Could you give the records below again exactly, without the pictures?

[Data entries]
>>

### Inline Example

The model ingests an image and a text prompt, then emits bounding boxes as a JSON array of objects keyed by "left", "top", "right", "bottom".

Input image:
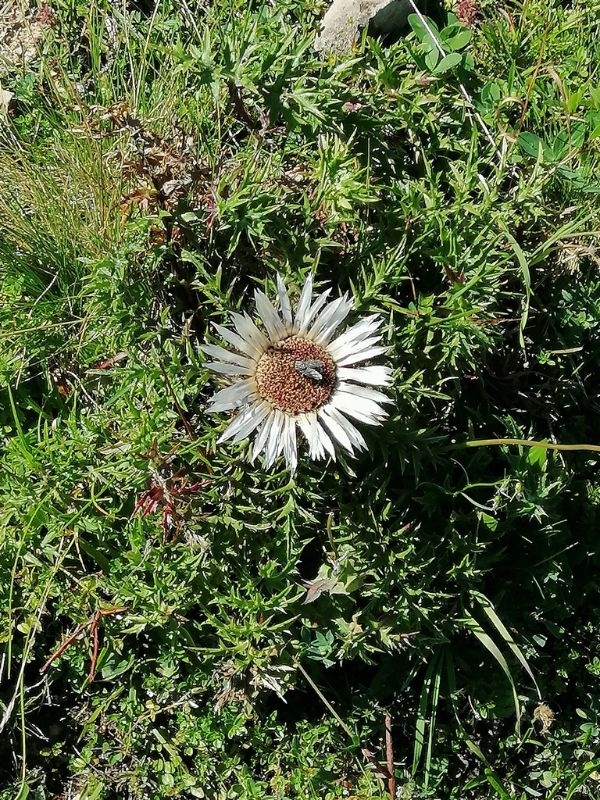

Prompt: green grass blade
[
  {"left": 472, "top": 590, "right": 541, "bottom": 699},
  {"left": 462, "top": 612, "right": 521, "bottom": 730}
]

<<

[Solution for this exercise]:
### Inline Example

The model ingests an image and a text prompt, then emits bounding boxes as a JSON array of objects keyed by "left", "top", "right", "bottom".

Input image:

Prompt: green grass blade
[
  {"left": 472, "top": 590, "right": 541, "bottom": 699},
  {"left": 462, "top": 612, "right": 521, "bottom": 730}
]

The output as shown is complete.